Exercise data:
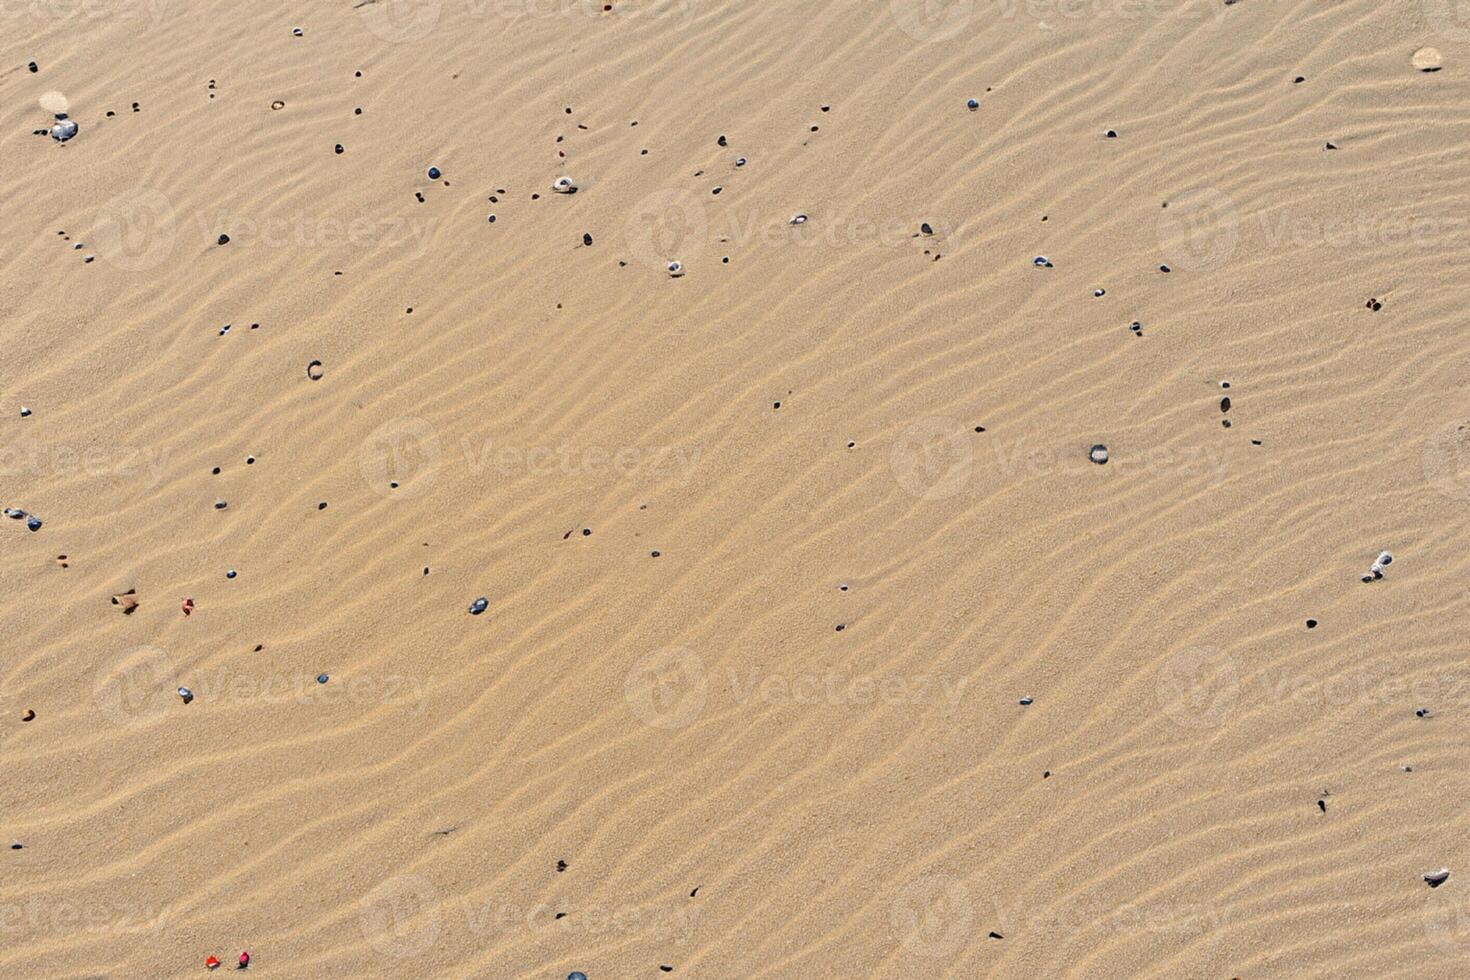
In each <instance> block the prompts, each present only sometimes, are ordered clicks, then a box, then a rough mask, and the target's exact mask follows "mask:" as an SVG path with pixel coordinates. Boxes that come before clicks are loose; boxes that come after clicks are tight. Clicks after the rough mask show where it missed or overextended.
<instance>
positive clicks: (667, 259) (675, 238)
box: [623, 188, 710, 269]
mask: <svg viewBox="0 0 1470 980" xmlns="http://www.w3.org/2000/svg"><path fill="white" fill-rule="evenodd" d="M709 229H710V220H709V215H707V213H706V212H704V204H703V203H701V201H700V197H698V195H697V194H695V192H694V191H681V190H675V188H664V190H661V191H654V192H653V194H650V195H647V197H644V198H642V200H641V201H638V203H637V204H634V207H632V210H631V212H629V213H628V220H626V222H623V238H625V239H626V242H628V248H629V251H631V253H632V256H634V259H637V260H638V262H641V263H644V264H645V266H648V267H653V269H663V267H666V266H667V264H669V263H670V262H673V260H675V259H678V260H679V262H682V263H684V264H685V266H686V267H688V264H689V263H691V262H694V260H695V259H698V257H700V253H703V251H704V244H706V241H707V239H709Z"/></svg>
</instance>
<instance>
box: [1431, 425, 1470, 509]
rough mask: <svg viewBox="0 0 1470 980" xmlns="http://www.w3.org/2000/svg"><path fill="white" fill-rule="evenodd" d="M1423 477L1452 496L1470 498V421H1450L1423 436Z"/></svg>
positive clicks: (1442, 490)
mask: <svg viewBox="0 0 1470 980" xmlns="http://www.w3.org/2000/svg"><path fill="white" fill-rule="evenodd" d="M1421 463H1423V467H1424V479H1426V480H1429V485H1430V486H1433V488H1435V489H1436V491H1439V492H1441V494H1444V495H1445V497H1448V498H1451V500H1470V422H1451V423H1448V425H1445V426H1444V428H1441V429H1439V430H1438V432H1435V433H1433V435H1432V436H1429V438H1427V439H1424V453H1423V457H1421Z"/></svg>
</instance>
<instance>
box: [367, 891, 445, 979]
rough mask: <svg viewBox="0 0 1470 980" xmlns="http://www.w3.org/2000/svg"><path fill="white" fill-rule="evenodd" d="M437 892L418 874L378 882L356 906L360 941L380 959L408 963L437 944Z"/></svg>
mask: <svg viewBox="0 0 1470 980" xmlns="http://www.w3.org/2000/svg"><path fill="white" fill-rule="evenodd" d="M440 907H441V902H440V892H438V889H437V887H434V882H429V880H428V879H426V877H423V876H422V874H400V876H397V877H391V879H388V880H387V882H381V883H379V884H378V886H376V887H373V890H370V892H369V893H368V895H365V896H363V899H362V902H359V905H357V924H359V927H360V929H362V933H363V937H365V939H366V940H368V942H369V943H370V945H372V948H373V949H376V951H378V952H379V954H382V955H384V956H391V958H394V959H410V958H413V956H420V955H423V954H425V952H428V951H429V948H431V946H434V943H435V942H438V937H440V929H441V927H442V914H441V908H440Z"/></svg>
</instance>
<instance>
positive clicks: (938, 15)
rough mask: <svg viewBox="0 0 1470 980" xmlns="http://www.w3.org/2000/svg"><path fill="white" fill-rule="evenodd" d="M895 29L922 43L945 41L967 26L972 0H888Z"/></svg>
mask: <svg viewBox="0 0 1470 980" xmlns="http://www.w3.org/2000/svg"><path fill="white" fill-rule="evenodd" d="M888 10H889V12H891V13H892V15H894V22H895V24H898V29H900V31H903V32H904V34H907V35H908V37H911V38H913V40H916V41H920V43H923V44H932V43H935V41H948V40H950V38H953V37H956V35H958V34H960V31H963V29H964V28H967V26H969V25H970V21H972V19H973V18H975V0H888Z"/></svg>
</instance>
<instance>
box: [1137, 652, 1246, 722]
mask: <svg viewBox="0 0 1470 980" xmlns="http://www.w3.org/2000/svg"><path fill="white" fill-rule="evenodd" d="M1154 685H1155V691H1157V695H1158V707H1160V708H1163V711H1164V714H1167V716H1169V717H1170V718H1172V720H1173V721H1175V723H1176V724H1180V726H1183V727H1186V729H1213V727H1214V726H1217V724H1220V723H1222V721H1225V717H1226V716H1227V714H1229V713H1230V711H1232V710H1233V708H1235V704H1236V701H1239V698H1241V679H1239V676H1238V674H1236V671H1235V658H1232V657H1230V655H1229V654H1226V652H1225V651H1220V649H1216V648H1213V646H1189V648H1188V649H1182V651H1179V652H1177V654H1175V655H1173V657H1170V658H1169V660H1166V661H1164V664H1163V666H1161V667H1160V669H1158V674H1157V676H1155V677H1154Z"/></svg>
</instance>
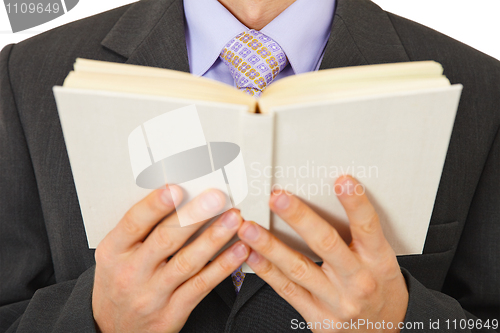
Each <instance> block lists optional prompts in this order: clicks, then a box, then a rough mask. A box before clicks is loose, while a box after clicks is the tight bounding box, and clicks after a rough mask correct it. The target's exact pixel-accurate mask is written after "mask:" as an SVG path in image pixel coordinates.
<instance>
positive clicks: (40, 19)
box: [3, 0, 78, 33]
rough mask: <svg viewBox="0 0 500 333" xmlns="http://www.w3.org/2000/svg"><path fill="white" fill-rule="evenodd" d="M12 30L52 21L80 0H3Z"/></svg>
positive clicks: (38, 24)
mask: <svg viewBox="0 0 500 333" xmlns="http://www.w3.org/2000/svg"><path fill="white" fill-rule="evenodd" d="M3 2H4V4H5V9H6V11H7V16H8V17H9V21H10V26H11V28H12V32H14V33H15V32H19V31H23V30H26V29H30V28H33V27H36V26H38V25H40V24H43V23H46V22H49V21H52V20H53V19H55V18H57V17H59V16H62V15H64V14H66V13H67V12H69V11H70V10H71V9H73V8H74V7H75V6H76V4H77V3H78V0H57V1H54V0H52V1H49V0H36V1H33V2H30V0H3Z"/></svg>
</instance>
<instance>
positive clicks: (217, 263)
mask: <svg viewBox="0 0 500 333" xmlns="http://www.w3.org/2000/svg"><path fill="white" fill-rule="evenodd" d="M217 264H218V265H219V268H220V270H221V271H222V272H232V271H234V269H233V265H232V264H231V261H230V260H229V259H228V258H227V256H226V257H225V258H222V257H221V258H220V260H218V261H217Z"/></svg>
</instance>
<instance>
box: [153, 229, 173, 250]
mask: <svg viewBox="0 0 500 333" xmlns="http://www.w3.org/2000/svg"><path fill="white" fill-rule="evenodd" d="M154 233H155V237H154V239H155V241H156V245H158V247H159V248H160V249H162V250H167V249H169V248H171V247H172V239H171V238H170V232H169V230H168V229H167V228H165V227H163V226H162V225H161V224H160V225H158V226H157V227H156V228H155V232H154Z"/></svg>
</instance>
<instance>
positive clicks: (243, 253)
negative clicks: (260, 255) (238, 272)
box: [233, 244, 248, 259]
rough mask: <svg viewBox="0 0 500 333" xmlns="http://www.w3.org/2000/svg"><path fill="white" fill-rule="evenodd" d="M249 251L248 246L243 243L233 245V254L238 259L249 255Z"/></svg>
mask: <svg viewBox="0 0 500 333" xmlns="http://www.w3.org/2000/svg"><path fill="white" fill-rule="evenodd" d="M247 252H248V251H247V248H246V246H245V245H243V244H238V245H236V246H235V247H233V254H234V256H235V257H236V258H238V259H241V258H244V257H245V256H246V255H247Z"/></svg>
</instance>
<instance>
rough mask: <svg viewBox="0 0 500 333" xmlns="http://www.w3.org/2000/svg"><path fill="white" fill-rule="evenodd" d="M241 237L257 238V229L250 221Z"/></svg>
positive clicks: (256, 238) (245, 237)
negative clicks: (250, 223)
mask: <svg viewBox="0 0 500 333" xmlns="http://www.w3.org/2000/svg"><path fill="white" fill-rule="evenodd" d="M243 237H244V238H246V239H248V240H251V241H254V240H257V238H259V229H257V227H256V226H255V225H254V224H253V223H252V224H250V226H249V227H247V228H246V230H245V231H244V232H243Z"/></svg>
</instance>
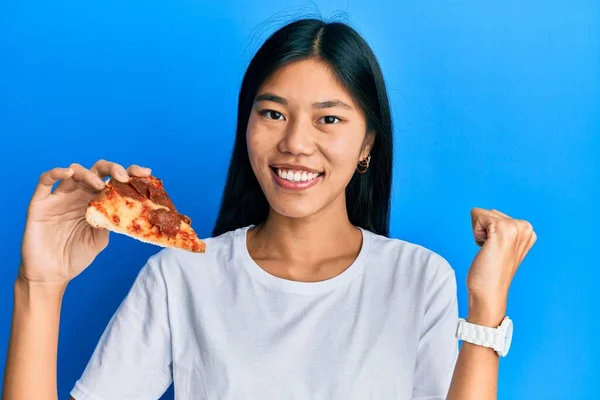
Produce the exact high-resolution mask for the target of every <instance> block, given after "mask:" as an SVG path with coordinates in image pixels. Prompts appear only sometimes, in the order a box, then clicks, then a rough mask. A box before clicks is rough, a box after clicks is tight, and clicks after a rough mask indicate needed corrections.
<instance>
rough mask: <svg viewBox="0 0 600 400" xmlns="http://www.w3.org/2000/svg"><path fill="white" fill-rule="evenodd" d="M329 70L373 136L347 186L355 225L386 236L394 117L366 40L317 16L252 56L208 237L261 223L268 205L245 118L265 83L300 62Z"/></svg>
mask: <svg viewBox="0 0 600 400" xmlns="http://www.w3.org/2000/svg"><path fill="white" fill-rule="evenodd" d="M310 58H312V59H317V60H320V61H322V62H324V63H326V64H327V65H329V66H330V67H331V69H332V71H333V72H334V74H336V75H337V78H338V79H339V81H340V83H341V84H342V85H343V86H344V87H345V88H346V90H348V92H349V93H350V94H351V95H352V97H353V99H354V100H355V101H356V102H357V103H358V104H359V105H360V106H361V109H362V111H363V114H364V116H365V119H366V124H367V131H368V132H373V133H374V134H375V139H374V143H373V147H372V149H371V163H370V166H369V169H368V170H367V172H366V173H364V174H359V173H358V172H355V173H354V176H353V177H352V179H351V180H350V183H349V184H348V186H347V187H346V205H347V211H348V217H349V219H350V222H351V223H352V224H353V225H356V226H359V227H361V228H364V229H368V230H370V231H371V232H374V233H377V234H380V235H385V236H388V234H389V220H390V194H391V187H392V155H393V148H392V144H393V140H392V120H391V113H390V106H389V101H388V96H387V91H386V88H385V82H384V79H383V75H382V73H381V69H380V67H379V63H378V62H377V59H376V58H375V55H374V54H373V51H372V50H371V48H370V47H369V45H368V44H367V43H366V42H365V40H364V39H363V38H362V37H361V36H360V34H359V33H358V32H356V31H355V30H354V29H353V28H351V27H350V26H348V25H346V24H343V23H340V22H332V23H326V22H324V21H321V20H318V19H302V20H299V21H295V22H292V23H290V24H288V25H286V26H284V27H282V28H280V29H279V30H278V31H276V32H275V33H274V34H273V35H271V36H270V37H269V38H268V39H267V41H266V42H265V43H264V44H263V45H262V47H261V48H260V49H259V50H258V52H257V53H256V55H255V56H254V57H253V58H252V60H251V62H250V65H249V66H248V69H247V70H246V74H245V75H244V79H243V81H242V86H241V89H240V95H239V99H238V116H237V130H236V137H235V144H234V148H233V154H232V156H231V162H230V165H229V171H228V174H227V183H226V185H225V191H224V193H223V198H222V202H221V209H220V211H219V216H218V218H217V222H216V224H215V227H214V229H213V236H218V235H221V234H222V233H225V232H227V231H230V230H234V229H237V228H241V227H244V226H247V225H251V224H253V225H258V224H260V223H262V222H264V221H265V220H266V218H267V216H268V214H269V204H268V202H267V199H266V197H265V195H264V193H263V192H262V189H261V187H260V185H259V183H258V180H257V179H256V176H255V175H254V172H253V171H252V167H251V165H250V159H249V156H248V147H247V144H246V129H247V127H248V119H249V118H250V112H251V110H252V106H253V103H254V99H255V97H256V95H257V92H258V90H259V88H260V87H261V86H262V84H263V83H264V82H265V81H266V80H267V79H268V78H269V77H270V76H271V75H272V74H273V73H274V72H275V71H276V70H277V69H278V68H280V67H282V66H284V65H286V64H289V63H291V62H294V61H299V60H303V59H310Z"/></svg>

Requirement: Repeat the part of the data above that opens at its start and closes with the line containing "box: [623, 188, 710, 269]", including both ends, and leave the pictures out of your answer.

Output:
In each <instance> block the prompts, each present only sometimes, are ordered clicks, then a box, then a rough mask, and the target's exact mask follows "mask:" as an SVG path with pixel coordinates. Boxes that come before clicks are loose; boxes that come after clicks are tight. Clicks after the rough mask show where it missed or overextended.
<instance>
positive clicks: (667, 259) (675, 238)
box: [623, 188, 710, 269]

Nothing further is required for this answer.